### EXCERPTED RECORDS ###

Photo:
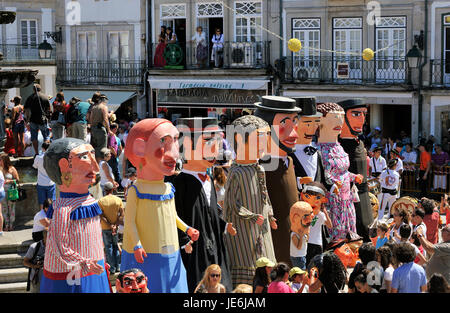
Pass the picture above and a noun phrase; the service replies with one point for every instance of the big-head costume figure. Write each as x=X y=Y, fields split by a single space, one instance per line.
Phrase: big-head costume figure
x=196 y=200
x=336 y=164
x=355 y=117
x=150 y=241
x=247 y=204
x=307 y=160
x=74 y=256
x=282 y=114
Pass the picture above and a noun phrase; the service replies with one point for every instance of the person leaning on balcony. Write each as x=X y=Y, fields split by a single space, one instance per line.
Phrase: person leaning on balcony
x=425 y=168
x=439 y=159
x=217 y=52
x=98 y=117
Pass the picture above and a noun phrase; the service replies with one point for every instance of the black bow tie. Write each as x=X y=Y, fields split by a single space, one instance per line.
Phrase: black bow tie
x=310 y=150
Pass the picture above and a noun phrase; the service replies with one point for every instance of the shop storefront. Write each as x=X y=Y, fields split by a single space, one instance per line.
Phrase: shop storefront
x=174 y=98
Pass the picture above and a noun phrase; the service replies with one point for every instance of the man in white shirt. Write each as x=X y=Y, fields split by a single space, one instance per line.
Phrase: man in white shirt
x=389 y=180
x=377 y=163
x=45 y=186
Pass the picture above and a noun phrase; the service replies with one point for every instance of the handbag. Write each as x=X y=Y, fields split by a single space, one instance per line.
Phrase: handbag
x=13 y=192
x=22 y=194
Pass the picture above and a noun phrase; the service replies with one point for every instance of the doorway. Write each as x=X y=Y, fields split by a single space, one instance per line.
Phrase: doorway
x=395 y=119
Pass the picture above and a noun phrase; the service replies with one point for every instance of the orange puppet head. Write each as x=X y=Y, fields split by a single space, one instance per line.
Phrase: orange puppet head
x=301 y=216
x=152 y=147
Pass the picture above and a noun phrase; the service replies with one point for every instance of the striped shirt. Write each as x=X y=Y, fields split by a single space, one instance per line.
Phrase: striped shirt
x=72 y=242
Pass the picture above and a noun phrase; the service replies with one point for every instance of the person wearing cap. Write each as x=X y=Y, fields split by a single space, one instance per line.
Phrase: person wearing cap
x=377 y=163
x=307 y=161
x=389 y=182
x=196 y=199
x=111 y=218
x=151 y=222
x=298 y=280
x=246 y=203
x=261 y=279
x=355 y=117
x=40 y=111
x=281 y=114
x=98 y=117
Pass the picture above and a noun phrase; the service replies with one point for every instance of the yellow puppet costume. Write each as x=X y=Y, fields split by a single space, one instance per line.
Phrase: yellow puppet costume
x=151 y=222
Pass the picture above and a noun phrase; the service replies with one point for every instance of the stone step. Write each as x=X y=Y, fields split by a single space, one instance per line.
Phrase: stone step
x=13 y=288
x=13 y=275
x=11 y=260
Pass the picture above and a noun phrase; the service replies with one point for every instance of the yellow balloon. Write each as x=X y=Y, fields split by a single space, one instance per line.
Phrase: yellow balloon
x=294 y=45
x=368 y=54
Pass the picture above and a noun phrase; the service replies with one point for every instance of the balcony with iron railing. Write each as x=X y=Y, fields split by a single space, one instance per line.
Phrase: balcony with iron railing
x=23 y=54
x=235 y=55
x=440 y=73
x=342 y=70
x=114 y=73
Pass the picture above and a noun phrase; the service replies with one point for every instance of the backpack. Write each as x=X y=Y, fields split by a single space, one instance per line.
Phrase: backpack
x=73 y=114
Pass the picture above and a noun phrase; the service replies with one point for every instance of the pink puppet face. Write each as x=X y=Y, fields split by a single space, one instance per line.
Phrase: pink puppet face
x=81 y=164
x=285 y=125
x=161 y=150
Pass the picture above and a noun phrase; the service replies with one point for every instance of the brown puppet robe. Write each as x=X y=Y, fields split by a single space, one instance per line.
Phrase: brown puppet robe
x=282 y=187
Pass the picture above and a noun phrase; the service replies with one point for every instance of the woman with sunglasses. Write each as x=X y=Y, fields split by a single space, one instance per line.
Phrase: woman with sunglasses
x=210 y=282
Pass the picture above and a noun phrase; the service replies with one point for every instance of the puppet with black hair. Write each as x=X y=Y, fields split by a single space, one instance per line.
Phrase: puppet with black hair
x=281 y=114
x=196 y=201
x=247 y=204
x=74 y=256
x=355 y=117
x=131 y=281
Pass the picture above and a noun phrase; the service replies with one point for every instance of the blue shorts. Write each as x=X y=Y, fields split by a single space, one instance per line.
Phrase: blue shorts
x=34 y=129
x=45 y=192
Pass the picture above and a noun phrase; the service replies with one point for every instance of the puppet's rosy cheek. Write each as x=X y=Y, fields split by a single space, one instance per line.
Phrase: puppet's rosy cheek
x=159 y=153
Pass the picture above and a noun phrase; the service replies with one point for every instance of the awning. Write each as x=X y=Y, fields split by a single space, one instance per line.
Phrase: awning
x=166 y=82
x=115 y=98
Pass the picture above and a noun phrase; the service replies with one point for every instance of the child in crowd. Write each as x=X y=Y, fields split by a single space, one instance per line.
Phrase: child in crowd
x=405 y=234
x=210 y=282
x=280 y=276
x=361 y=283
x=382 y=229
x=261 y=279
x=314 y=193
x=299 y=280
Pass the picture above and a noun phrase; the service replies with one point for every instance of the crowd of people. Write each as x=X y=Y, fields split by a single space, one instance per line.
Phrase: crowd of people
x=231 y=202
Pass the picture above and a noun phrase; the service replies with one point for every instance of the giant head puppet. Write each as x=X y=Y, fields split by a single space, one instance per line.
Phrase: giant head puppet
x=301 y=216
x=151 y=221
x=70 y=249
x=282 y=114
x=355 y=117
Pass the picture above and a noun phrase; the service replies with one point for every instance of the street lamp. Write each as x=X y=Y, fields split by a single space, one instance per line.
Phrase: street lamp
x=45 y=50
x=414 y=57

###

● **WHAT TO WORK ON**
From the records above, print only the lines between the one holding "Phrase: big-head costume figure" and the one holding "of the orange", inclusive, exactly as they stand.

● **FINISHED TASK**
Phrase: big-head costume figure
x=196 y=200
x=336 y=164
x=355 y=117
x=150 y=241
x=247 y=204
x=307 y=160
x=74 y=256
x=282 y=114
Pass the picture above and a noun phrase; the service replies with one point for every instance of the person leaning on balcony. Write each as x=X y=Y, fields split by a single space, one instance per line.
Phrase: person leaning on balcony
x=425 y=168
x=439 y=159
x=217 y=52
x=98 y=117
Pass the picture above and a noun phrase; the service replies with one point for every instance of the black bow tie. Write each as x=X y=Y, fields split by a single space, one instance per line.
Phrase: black bow tie
x=310 y=150
Pass the picture above and a noun phrase; the service replies with one point for every instance of the shop storefront. Write each as x=X y=Y, fields split by a single space, one instance per line.
Phrase: shop storefront
x=174 y=98
Pass the picture above and a noun phrase; the service replies with one point for every instance of the man in white shirt. Write each as x=X y=Y, fields split by a single space, one instance per line.
Phrase: man in white shirt
x=389 y=180
x=377 y=163
x=45 y=186
Pass the picture above and a noun phrase; the service replies with one point for every instance of the handbag. Write each as x=X y=Y, fields split by a single space, one instance per line.
Phrase: handbag
x=13 y=192
x=22 y=194
Pass the picture above and a noun phrase; the service replies with one point for every instance of the doorway. Write each as x=X y=Y, fields split by a single space, one instance per line.
Phrase: doorway
x=395 y=119
Pass the picture above and a noun phrase; the service replies with one point for every instance of the orange puppet head. Write each as x=X y=Y, fields split by a single space, one instance per line.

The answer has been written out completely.